Recopiez les données de la ligne contenant « Task: point to every instance of the smooth » à la ligne contenant « [[517, 258]] » en remplaçant « smooth skin » par « soft skin », sans rien modifier d'autre, s'il vous plaît.

-------

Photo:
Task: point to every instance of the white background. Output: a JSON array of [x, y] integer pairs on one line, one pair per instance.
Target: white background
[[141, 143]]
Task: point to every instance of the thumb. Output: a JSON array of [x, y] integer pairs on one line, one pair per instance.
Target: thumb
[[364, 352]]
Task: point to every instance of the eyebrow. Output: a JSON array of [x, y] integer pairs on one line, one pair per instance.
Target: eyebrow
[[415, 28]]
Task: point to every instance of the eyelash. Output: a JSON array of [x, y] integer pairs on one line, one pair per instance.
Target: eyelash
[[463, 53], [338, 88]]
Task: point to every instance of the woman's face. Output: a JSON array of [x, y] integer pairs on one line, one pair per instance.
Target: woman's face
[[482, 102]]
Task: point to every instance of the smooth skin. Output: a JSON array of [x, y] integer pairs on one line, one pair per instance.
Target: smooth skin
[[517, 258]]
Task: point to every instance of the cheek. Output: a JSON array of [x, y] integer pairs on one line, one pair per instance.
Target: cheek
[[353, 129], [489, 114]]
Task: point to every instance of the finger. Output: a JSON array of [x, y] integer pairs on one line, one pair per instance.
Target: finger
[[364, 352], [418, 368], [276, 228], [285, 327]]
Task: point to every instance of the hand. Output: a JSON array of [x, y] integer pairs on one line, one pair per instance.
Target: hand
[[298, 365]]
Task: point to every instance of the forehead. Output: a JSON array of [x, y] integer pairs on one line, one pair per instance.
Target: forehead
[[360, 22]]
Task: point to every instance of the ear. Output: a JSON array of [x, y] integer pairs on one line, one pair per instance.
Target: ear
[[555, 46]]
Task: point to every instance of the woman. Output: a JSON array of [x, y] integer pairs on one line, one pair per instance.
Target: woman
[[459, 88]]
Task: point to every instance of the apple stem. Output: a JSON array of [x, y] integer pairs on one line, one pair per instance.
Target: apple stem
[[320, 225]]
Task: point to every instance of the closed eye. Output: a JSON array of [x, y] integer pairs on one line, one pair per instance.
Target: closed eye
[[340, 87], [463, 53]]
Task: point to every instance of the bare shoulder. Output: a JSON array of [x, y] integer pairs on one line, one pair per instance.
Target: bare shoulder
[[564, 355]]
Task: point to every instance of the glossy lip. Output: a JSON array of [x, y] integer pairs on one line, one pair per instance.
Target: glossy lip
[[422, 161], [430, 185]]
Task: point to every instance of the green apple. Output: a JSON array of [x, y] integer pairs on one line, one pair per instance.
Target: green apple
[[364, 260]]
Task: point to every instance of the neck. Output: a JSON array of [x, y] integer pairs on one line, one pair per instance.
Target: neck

-------

> _La réponse_:
Task: point to every instance of the soft skin. Output: a JSON array of [x, y] integer pairs on one line, one pair per instance.
Target: soft skin
[[517, 258]]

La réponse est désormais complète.